**To be done:**
Count the lines in the records below that contain the string "background", treating uppercase and lowercase as different. Reply with the number alone.

-- start --

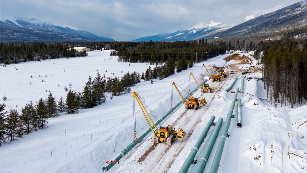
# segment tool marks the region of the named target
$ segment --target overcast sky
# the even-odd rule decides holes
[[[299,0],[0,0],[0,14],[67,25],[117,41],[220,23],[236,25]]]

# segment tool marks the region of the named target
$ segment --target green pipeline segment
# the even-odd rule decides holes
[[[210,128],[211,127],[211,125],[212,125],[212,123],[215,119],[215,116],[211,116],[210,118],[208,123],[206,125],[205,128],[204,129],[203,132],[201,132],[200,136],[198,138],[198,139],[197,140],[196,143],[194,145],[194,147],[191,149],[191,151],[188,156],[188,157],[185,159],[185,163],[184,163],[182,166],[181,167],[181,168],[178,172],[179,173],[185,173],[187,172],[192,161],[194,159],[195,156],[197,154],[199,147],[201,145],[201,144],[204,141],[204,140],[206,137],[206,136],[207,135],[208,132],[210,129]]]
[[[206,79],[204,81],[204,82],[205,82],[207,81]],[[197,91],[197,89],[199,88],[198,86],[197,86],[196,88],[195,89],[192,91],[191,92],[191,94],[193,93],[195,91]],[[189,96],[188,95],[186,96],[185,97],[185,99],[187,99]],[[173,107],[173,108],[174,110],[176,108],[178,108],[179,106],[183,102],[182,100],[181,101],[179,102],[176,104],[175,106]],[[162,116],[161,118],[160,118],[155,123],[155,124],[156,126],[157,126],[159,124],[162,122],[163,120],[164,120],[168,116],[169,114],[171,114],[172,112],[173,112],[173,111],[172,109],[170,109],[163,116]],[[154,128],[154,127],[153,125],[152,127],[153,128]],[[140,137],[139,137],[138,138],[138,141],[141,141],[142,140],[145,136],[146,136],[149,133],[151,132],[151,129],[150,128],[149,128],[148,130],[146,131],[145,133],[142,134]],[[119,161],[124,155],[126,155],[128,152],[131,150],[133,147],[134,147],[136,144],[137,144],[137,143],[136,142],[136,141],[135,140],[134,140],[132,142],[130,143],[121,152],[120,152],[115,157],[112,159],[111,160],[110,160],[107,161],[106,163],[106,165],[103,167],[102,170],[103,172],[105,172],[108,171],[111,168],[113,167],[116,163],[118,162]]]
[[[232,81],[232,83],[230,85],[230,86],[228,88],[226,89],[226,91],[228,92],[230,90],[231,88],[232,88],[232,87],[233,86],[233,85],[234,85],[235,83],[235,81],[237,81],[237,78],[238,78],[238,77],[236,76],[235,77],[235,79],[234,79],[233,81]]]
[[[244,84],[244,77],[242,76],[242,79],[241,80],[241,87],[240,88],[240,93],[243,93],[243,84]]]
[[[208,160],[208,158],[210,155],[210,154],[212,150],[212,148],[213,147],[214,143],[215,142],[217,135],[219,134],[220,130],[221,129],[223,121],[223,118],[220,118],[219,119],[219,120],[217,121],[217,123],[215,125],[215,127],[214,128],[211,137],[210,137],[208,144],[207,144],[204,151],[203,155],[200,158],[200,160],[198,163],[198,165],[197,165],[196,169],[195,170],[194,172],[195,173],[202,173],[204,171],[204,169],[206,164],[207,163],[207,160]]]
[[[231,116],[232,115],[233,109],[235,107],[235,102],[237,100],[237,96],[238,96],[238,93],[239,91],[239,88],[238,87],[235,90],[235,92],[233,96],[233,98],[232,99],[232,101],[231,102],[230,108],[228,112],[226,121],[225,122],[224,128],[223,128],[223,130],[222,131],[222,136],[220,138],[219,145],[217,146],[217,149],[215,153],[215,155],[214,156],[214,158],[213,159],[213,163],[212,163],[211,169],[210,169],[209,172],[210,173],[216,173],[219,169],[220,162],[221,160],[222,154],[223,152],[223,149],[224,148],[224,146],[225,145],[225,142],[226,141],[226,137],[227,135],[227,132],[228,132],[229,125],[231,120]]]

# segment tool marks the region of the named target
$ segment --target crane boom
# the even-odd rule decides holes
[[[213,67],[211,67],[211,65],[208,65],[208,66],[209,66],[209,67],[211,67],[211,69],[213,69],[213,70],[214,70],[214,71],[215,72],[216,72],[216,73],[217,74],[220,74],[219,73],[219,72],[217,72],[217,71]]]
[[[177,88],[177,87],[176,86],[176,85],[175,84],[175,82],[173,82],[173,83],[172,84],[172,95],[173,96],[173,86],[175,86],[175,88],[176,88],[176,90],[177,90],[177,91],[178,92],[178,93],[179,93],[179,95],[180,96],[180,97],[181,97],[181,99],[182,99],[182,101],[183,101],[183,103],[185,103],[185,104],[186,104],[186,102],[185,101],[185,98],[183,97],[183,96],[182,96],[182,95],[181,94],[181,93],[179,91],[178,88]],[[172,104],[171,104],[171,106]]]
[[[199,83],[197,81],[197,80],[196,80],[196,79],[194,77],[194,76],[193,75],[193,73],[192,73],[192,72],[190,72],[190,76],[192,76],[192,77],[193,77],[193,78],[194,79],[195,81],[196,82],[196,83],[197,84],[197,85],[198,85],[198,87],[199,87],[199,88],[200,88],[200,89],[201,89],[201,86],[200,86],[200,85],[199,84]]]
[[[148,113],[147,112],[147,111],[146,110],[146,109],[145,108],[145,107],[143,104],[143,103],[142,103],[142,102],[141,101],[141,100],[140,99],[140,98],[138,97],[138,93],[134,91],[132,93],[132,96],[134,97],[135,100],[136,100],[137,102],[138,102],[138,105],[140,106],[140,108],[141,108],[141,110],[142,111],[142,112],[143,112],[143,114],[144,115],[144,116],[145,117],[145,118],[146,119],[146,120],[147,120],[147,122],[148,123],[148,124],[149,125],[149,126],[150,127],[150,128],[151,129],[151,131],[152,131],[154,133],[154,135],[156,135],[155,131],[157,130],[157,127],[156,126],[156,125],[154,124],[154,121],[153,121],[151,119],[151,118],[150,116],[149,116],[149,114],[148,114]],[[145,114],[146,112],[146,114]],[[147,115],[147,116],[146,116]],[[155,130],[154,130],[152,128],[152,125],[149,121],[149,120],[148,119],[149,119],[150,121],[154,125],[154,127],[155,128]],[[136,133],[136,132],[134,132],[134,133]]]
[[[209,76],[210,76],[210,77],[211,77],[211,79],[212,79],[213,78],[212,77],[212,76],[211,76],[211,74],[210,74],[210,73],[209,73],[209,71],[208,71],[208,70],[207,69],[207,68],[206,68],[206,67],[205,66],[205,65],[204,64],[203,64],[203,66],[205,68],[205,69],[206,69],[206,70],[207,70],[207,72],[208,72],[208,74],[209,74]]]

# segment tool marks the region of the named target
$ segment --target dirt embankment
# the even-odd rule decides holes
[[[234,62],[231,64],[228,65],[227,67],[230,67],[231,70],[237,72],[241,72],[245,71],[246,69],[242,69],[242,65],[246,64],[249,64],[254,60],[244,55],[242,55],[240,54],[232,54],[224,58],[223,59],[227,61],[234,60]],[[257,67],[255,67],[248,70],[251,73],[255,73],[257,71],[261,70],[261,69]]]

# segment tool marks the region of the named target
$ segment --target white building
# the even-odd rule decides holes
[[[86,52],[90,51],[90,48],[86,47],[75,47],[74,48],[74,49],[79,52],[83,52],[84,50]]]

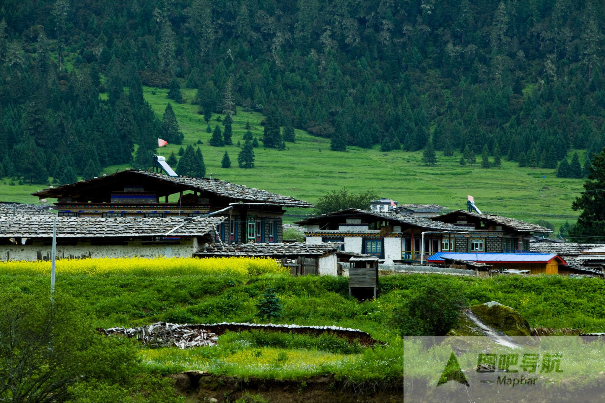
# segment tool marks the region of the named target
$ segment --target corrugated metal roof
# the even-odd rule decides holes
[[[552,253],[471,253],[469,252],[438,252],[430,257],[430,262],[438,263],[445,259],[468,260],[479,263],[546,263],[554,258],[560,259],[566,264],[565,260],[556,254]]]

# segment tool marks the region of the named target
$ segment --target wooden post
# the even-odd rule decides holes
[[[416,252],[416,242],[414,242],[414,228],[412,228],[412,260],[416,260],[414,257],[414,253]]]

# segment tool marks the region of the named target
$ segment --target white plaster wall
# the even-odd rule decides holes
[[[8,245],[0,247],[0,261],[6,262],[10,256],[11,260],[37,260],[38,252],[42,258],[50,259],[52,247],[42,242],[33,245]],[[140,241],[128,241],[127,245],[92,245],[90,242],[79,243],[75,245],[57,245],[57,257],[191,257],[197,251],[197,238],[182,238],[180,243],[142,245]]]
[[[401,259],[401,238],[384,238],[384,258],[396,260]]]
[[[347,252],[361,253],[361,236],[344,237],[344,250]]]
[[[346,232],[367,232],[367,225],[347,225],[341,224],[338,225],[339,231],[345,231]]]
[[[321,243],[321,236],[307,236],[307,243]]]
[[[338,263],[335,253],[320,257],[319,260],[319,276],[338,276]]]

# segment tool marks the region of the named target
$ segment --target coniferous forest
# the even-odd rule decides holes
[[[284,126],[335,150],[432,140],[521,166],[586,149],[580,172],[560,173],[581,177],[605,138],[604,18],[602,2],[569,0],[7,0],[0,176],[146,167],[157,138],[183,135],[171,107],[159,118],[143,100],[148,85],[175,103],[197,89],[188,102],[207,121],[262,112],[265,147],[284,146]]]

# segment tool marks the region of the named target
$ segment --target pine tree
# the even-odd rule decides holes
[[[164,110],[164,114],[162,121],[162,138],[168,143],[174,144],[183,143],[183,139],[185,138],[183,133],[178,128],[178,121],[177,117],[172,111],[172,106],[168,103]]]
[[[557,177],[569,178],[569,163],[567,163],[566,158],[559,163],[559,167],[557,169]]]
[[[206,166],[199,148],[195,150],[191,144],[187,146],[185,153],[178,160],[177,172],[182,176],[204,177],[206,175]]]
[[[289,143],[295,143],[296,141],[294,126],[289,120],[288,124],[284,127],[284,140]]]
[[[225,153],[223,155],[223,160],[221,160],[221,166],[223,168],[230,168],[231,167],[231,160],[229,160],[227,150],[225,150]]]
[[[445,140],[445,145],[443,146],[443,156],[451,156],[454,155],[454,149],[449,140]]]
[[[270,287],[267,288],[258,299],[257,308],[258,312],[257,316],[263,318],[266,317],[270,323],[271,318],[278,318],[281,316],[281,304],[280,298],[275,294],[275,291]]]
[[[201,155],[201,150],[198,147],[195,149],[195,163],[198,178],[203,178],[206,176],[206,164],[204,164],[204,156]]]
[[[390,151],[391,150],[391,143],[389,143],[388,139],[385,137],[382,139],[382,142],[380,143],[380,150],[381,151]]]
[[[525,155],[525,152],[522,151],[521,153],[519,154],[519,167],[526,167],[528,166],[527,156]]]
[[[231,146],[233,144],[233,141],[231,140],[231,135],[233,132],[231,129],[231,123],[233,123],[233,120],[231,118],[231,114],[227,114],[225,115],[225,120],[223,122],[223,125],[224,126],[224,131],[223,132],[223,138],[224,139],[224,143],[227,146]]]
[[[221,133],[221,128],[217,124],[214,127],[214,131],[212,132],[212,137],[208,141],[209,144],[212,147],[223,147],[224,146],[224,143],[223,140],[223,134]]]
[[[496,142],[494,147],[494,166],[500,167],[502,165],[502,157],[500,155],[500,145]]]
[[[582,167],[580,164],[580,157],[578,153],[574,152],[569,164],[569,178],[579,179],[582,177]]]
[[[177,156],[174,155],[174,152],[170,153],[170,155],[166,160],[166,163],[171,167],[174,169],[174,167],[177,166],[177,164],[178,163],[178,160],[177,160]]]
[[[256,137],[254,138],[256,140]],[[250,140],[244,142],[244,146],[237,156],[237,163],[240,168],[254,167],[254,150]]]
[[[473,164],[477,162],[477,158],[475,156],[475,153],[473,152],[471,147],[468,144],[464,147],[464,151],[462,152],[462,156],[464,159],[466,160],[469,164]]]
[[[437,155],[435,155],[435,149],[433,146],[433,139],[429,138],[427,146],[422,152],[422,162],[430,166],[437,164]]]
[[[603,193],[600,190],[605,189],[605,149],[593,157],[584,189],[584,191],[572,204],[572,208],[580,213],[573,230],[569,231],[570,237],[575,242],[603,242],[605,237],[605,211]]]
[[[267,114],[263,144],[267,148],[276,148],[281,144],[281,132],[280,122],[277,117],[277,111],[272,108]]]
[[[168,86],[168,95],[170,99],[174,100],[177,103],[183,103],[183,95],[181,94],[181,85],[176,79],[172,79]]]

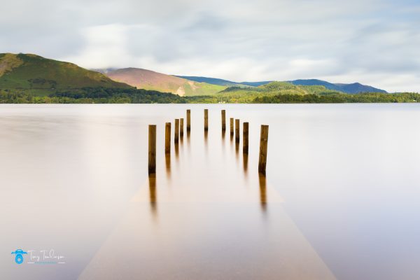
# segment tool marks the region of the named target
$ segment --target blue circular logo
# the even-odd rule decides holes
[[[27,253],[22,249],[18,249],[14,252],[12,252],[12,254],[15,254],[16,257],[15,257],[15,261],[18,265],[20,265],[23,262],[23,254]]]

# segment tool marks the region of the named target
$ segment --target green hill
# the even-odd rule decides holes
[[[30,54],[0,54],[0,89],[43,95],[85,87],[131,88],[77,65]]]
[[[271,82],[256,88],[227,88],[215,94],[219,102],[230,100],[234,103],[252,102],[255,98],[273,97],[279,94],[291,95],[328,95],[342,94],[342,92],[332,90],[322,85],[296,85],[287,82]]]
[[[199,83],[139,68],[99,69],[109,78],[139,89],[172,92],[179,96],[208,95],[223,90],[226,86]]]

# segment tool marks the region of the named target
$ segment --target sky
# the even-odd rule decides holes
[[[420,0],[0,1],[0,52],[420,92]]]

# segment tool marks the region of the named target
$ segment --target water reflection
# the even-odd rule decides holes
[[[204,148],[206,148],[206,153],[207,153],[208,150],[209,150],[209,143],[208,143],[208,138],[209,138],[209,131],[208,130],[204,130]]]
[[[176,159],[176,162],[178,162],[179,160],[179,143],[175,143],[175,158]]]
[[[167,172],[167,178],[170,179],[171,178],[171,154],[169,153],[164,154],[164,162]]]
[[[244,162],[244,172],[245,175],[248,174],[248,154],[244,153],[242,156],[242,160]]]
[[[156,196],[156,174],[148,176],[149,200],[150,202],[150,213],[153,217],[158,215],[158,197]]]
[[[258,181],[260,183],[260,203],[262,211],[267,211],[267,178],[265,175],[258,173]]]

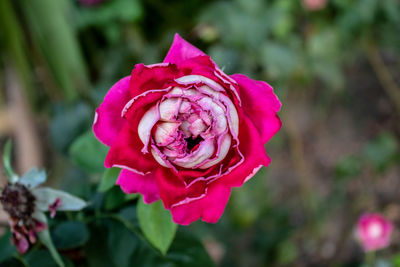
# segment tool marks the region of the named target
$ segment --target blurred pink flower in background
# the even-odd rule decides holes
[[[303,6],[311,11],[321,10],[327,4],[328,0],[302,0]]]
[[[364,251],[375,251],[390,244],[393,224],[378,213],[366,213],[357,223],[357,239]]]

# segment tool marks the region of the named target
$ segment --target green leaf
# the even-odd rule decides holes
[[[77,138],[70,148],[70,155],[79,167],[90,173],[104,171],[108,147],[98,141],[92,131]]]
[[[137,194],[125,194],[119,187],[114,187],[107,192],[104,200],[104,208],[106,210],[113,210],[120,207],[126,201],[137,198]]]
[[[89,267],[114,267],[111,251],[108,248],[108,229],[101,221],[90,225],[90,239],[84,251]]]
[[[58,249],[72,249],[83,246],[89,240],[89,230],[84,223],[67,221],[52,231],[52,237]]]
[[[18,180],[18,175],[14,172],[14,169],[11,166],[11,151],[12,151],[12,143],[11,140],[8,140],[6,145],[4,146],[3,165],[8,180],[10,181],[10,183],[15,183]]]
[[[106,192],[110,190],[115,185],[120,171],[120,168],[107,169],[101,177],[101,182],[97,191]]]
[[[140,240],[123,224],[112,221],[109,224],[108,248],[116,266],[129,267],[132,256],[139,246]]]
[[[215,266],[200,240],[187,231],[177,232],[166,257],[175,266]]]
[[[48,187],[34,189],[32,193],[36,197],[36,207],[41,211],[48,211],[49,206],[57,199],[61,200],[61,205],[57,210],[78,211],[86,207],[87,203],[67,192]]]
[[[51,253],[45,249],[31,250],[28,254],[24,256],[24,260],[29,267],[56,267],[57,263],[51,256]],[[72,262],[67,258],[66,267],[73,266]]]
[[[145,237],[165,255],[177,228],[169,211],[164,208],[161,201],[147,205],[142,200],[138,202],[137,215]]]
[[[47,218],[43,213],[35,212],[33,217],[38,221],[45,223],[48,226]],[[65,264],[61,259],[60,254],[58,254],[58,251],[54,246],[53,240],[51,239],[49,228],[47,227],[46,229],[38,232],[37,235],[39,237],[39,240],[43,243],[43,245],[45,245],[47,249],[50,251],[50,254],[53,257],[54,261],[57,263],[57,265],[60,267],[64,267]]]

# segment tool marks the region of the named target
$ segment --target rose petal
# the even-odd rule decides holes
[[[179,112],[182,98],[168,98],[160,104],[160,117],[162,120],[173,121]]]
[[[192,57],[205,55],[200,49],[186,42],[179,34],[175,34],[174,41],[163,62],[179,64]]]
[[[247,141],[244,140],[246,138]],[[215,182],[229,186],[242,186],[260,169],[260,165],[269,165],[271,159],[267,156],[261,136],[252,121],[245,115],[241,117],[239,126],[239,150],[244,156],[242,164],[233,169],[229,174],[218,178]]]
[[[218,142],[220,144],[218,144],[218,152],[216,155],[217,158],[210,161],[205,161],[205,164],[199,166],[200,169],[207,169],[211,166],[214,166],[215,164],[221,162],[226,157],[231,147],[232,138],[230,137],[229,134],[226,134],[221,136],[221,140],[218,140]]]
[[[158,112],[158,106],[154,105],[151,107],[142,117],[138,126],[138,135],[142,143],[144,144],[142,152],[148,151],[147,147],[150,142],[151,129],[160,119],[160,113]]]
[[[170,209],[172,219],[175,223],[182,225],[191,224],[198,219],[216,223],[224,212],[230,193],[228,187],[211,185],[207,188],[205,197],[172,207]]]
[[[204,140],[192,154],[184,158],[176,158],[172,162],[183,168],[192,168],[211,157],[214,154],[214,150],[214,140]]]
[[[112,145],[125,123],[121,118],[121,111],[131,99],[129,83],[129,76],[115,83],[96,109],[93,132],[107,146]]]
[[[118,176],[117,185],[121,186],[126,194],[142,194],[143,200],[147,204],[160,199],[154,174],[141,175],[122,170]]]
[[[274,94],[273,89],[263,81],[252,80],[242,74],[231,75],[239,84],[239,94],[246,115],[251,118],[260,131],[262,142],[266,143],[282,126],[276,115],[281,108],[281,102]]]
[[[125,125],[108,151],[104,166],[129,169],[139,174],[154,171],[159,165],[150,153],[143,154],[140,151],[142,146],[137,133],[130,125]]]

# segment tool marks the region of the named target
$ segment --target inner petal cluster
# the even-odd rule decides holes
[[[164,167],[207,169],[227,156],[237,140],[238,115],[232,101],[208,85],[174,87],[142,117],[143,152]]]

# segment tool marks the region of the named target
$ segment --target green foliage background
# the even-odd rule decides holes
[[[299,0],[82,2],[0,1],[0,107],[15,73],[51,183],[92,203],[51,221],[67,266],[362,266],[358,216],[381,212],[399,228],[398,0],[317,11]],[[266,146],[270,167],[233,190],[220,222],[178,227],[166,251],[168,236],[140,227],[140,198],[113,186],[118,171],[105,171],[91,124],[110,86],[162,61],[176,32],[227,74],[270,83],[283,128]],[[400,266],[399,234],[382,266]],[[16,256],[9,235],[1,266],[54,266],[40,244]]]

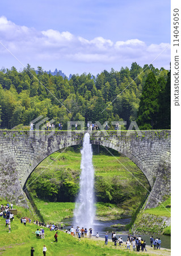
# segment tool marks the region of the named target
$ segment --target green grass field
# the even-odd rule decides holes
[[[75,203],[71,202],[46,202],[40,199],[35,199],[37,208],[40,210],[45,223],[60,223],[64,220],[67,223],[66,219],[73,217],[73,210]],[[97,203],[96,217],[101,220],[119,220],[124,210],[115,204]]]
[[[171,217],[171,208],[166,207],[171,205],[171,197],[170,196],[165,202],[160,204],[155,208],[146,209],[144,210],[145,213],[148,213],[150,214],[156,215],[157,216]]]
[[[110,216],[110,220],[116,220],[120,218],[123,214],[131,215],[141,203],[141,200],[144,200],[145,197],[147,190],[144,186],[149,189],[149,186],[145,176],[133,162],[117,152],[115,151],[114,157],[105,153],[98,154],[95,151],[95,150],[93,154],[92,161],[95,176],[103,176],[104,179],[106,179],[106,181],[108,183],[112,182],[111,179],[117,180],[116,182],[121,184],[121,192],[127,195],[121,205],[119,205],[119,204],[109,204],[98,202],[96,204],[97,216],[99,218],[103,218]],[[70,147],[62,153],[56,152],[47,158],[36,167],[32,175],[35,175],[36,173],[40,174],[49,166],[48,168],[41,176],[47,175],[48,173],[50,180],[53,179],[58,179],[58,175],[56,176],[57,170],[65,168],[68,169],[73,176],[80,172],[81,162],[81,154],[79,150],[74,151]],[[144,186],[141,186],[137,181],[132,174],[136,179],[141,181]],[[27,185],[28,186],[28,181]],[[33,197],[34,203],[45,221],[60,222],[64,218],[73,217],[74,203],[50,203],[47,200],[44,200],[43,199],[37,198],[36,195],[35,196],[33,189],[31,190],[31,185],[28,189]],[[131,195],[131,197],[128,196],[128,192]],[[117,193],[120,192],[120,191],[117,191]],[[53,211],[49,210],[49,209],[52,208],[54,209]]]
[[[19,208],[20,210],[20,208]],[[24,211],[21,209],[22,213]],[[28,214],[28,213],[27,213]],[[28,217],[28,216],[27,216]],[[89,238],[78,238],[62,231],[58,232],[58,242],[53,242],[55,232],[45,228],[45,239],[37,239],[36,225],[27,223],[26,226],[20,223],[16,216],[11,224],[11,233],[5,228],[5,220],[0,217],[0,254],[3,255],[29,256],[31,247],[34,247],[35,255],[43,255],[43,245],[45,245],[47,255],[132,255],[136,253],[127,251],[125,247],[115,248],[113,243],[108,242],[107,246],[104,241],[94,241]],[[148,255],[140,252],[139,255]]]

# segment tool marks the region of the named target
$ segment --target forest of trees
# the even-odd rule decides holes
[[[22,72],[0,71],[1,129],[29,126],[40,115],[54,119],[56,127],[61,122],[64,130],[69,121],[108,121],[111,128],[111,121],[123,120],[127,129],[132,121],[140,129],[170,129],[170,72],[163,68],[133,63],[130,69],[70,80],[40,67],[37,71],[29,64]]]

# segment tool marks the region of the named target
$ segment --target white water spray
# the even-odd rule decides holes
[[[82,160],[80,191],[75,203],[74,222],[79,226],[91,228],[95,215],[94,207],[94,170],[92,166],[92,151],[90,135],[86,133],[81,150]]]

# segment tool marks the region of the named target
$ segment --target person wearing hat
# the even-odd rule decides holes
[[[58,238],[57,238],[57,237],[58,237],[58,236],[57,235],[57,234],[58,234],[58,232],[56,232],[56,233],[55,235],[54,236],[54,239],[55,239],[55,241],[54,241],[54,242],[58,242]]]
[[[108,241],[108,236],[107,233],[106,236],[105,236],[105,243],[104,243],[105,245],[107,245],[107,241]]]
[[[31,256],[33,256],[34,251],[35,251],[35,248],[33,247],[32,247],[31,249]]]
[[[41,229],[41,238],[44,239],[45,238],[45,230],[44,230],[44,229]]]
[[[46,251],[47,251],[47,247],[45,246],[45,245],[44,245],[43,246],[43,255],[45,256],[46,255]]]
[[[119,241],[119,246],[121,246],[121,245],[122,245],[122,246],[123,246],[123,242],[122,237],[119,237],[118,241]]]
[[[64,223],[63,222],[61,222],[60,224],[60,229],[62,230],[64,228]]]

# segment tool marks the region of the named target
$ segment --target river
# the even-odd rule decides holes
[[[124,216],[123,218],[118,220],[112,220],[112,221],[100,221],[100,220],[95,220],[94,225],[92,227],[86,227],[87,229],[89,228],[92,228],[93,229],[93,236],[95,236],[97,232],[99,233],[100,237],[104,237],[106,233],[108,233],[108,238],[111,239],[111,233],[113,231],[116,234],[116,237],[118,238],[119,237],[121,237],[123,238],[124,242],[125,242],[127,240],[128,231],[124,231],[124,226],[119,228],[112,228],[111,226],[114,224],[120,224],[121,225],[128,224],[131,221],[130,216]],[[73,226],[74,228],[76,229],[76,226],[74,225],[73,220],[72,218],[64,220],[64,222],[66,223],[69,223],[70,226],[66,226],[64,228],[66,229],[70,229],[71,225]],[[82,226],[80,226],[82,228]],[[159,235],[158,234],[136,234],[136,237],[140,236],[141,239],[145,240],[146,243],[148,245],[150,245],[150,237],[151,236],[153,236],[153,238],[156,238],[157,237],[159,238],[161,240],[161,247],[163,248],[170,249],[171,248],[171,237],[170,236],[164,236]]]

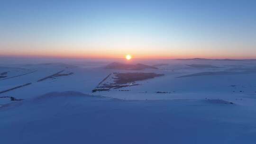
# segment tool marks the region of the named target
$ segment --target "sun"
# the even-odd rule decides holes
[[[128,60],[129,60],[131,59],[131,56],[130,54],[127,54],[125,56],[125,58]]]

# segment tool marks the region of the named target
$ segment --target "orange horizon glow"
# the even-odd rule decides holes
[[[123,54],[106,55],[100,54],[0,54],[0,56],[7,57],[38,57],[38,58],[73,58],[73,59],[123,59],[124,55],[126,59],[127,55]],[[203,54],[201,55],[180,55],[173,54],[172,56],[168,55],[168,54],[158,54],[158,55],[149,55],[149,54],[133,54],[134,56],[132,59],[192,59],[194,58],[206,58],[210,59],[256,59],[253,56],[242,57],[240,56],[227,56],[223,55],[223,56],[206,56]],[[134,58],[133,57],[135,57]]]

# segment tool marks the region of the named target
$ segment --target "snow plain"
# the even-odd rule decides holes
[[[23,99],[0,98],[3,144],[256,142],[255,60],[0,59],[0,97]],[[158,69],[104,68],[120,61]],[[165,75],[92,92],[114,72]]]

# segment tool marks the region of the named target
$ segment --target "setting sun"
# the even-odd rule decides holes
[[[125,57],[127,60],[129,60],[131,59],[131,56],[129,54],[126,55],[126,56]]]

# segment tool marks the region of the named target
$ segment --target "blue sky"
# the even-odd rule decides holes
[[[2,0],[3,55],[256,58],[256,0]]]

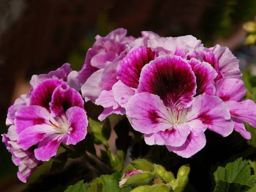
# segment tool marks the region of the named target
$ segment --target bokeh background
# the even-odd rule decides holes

-- end --

**Problem solution:**
3